### Task item
In the listing below, locate the lines bearing the word "wooden". Copy every one of them.

■ ■ ■

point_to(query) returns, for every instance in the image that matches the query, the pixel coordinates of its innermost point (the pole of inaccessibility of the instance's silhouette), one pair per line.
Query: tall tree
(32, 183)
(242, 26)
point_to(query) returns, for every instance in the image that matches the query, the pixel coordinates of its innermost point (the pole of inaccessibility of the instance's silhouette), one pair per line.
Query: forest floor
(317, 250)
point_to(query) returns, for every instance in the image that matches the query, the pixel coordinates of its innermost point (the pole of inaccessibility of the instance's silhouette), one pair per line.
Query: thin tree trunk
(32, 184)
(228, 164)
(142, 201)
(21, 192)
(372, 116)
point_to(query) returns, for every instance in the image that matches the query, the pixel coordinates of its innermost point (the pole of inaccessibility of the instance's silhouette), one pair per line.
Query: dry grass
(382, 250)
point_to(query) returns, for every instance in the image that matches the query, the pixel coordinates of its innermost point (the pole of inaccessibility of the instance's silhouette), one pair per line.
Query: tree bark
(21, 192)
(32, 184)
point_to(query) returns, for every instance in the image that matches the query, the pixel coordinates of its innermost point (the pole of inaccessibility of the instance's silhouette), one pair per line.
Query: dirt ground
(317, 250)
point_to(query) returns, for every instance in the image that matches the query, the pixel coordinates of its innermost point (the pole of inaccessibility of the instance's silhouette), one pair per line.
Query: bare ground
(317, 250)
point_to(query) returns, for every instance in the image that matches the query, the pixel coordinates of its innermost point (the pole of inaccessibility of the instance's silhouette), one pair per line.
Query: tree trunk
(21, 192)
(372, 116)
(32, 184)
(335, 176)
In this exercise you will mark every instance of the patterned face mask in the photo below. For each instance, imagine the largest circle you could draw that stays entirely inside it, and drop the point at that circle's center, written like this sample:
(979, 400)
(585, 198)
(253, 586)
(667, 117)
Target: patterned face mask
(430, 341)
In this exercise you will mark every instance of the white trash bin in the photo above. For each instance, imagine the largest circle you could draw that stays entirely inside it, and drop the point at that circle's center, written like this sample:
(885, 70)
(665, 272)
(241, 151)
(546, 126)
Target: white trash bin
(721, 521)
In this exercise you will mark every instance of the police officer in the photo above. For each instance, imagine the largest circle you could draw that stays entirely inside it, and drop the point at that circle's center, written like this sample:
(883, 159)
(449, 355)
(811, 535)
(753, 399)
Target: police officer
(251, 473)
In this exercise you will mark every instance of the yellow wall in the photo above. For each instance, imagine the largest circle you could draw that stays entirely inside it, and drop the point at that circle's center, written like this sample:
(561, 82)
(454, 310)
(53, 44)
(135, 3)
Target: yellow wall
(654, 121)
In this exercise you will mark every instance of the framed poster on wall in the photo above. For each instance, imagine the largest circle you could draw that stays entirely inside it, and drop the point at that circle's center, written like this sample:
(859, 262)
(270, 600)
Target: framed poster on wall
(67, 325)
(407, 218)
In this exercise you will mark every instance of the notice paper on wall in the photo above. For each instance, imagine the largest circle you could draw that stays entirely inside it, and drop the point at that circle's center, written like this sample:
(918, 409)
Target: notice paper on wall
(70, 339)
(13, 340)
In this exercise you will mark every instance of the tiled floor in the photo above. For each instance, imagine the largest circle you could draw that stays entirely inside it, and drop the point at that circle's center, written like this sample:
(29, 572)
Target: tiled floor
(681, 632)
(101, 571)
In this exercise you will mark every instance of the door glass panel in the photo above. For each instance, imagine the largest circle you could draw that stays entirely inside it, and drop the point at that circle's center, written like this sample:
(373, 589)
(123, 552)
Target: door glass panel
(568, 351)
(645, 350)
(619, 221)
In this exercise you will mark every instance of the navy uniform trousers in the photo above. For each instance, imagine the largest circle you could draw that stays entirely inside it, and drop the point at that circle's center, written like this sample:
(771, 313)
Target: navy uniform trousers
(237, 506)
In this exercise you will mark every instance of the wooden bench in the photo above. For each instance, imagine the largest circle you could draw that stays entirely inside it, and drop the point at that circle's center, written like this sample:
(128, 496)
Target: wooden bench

■ ■ ■

### Written solution
In this exercise you will mark every instance of the wooden bench in the photo above. For each instance, imagine the largest circle you could draw that stays entirely inside it, and drop the point at that circle's center, written like this sample:
Target: wooden bench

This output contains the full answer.